§ **Exercise description**
Nothing after the line containing "positive clicks: (22, 120)" belongs in the answer; write out exactly every line from the start of the material up to it, including it.

----

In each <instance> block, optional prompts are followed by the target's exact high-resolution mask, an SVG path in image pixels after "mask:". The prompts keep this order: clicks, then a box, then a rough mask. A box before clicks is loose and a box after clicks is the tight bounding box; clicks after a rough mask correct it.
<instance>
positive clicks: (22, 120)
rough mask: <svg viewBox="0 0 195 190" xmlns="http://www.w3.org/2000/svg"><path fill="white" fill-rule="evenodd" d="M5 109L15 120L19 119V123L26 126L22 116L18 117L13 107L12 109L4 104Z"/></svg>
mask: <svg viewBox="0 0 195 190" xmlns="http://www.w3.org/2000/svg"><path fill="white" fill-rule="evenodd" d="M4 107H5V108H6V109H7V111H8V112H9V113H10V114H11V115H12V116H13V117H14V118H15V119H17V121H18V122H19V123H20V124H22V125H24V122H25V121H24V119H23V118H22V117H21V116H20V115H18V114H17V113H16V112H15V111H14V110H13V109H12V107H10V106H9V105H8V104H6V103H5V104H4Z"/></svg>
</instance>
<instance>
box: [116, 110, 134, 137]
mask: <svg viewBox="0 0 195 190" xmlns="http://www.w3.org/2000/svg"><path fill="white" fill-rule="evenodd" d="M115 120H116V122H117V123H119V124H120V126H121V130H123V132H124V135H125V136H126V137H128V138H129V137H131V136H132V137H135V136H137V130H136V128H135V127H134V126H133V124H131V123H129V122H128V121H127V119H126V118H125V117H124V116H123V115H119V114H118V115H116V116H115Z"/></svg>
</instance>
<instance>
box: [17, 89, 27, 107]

----

§ **Your response**
In each <instance> block, optional prompts are followed by the target's exact high-resolution mask, an SVG path in image pixels after "mask:". The prompts keep this order: clicks, then a box, then a rough mask. A box before clicks is loose and a box after clicks is the tight bounding box; clicks after a rough mask correct it.
<instance>
positive clicks: (22, 120)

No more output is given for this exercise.